_Quoted passage_.

______________________________

# BzzzKill Harmonic Dampers



## baturjan (Sep 13, 2003)

Has anyone tried these? 

http://bontrager.com/Road/Parts_and_Accessories/Handlebar_Accessories/5882.php

I read one review and the guy said they work really well. The Discovery team uses this this year. 

http://www.ti-cycle.com/New/new_in_store-BuzzKiller.html

I don't know what the qualitative/experiential difference would be between aluminum and brass.


----------



## Elefantino (Jan 28, 2004)

baturjan said:


> Has anyone tried these?
> 
> http://bontrager.com/Road/Parts_and_Accessories/Handlebar_Accessories/5882.php
> 
> ...


I have them on my bike and can say for certain that they have taken the vibration out each time I have dropped my bars on the floor. Just like the demonstration at the LBS.

As for what they do on my bike, and on the road, well, put it this way: They were only $13. It could be worse. I could be one of those other fools who coughed up $30 for some Specialized Bar Phat wrap.

Oh, wait. That was me, too.

I'm resisting the urge to try an anatomical saddle. Or a titanium frame.


----------



## 40-ish (Apr 5, 2005)

*See threads below*



baturjan said:


> Has anyone tried these?


http://forums.roadbikereview.com/showthread.php?t=35362&highlight=buzz+kill

http://forums.roadbikereview.com/showthread.php?t=35566&highlight=buzz+kill

Quick summary:

o they work great on bars without a bike in a demo

o maybe yes, maybe no on a real bike on a road.

______________________________

_Data shown_.
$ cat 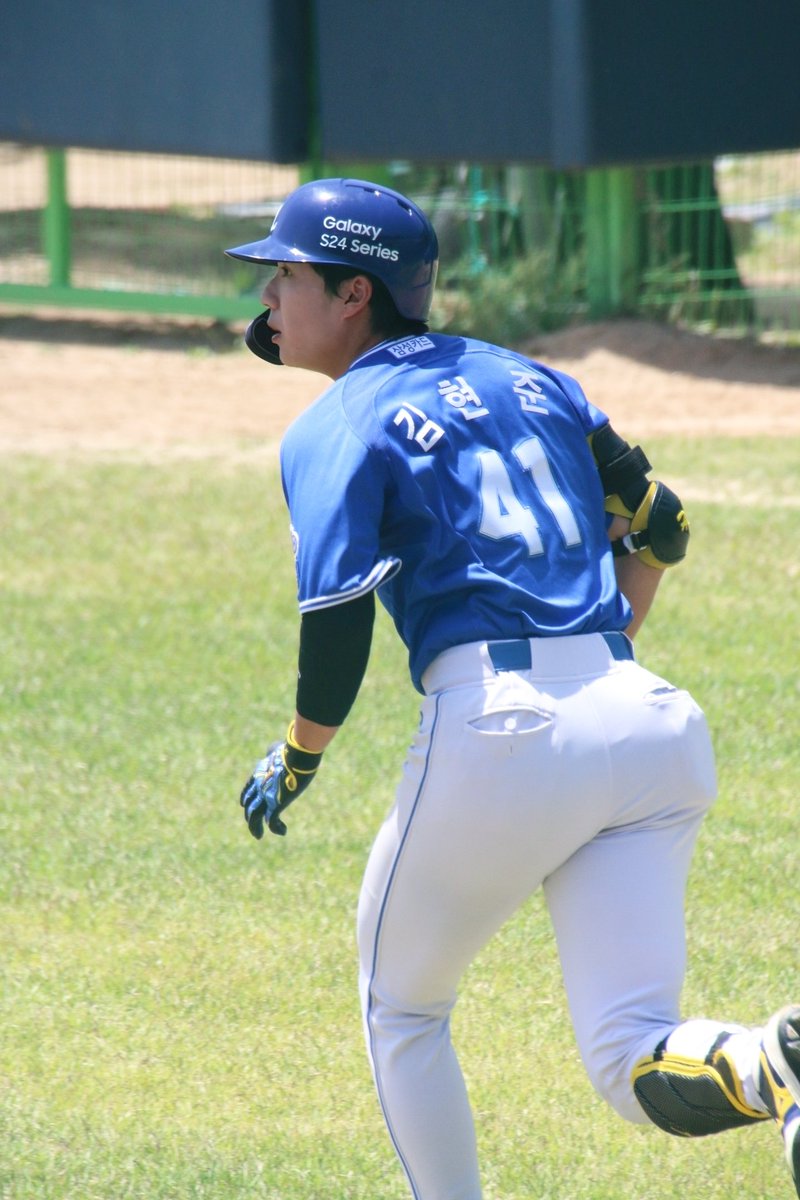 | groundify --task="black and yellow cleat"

______________________________

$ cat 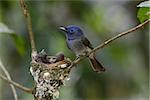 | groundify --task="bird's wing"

______________________________

In the BzzzKill damper thread, what did Elefantino pay for the dampers? The rows were taken from a separate source.

_Task result_.
$13